A. The text of the provision does not clearly define a mandatory duty.
To resolve a question of statutory interpretation, the Court begins with the language of the statute itself. Barnhart v. Sigmon Coal Co., 534 U.S. 438, 450 (2002). The relevant section of the Clean Air Act provides:
The Administrator shall, from time to time, issue proposed emission standards applicable to the emission of any air pollutant from any class or classes of aircraft engines which in his judgment causes, or contributes to, air pollution which may reasonably be anticipated to endanger public health or welfare.
First, the sentence is structured such that the command “shall” applies to the phrase “issue proposed emission standards.” But there is no parallel phrase associated with the endangerment determination to which “shall” could similarly apply. (For example, “The Administrator shall ... issue proposed emission standards ... and make a determination whether....“). So, there is no clear textual basis for or guide to the content of the order sought here: “you shall make your judgment about whether pollutants from lead emissions may reasonably be anticipated to endanger public health.” It is true, as plaintiff points out, that Congress did not clearly separate the phrase concerning the endangerment determination from the imperative “shall” using any grammatical convention, such as punctuation. And it did not decide to use a conditional sentence, such as, “if the Administrator finds in his judgment that any air pollutant causes, or contributes to, air pollution which may reasonably be anticipated to endanger public health or welfare, then it shall issue emission standards.” Rather, it used the subordinate conjunction, “which“: the Administrator shall issue
EPA contends that Congress actually did make it clear when it used the phrase “in his judgment.” Defs.’ Mem. at 21-22. But this reads too much into the phrase. While the use of “in his judgment” reveals that Congress sought to assign the agency the responsibility to judge or determine which pollutants belong to the category the agency is required to regulate, it does not signal that Congress necessarily gave the agency complete discretion over whether and when to make that determination. The provision states that the Administrator shall issue standards applicable to the emission of “any air pollutant ... which in his judgment causes....” The decision committed to agency expertise is the substance of the determination—whether an air pollutant meets the criteria—and the word “judgment” appears to be simply a synonym for decision or determination. Thus, the sentence has the same meaning as if it said “which he finds” or “which he determines.” So, the text of the statute alone does not clearly indicate that making the determination is only a discretionary duty.

MATERIAL SHOWN ->
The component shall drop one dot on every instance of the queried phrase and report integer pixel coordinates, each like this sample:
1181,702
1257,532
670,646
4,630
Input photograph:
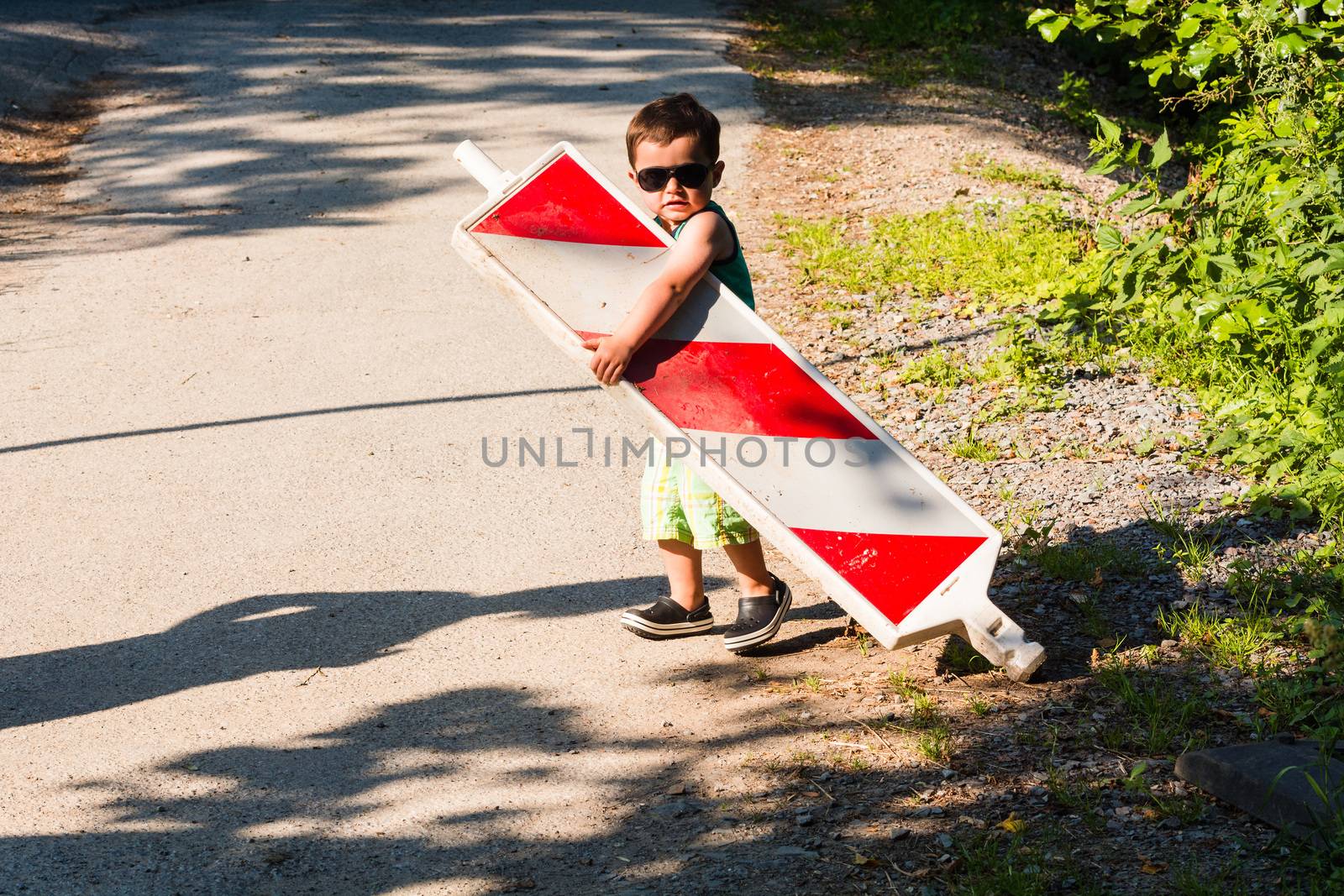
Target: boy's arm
703,239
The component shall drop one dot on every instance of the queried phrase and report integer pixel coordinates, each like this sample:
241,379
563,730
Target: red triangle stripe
566,204
749,389
895,573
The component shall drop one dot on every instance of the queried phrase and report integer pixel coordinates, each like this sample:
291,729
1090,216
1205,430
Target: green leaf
1037,15
1198,58
1289,45
1109,238
1189,27
1226,327
1162,152
1109,129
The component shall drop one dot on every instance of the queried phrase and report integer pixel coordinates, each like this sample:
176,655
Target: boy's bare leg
749,560
685,573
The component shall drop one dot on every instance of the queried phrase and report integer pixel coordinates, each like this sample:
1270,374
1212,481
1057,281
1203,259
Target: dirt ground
898,773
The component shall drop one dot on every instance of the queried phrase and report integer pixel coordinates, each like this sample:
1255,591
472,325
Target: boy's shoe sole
759,636
667,620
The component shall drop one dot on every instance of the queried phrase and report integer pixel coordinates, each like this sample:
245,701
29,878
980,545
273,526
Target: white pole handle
481,167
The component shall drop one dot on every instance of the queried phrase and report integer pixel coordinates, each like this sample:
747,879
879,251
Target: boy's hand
611,358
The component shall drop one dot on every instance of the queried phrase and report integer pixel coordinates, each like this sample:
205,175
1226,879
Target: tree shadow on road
266,633
309,817
277,116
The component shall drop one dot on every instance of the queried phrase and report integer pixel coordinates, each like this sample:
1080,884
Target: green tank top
732,270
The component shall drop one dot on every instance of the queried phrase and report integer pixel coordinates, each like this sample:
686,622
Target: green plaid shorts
676,504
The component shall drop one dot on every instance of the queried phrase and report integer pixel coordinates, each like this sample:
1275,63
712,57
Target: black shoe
759,618
669,620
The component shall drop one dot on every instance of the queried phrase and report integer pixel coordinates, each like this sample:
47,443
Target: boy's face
675,202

WHAT IS BEING ASKED ->
Pick up the Clean Air Act passage after its last sentence and extend it with the next few sentences of the argument. The entries come from a separate source and are not part of the Clean Air Act passage.

TASK OUTPUT ->
This aspect of the text of section 231(a)(2)(A) distinguishes this case from National Wildlife Federation v. Browner, Civ. A. No. 95-1811(JHG), 1996 WL 601451 (D.D.C. Oct. 11, 1996), aff‘d 127 F.3d 1126 (D.C. Cir. 1997), which EPA cites2 in support of its textual interpretation of the statute. Defs.’ Reply at 12. The statute before the court in National Wildlife Federation was the Clean Water Act. Like the Clean Air Act, the Clean Water Act contains a citizen suit provision that permits citizens to sue EPA for alleged failures “to perform any act or duty under [the Act] which is not discretionary with the Administrator.”
The issue in National Wildlife Federation arose from two substantive provisions of the Clean Water Act. Section 303(c)(3) provides the Administrator of EPA with a mandatory duty to review and either approve or disapprove any new or revised state water quality standards within a set period of time. The other substantive provision, section 303(c)(4)(B) provides:
The Administrator shall promptly prepare and publish proposed regulations setting forth a revised or new water quality standard for the navigable waters involved ... in any case where the Administrator determines that a revised or new standard is necessary to meet the requirements of this chapter.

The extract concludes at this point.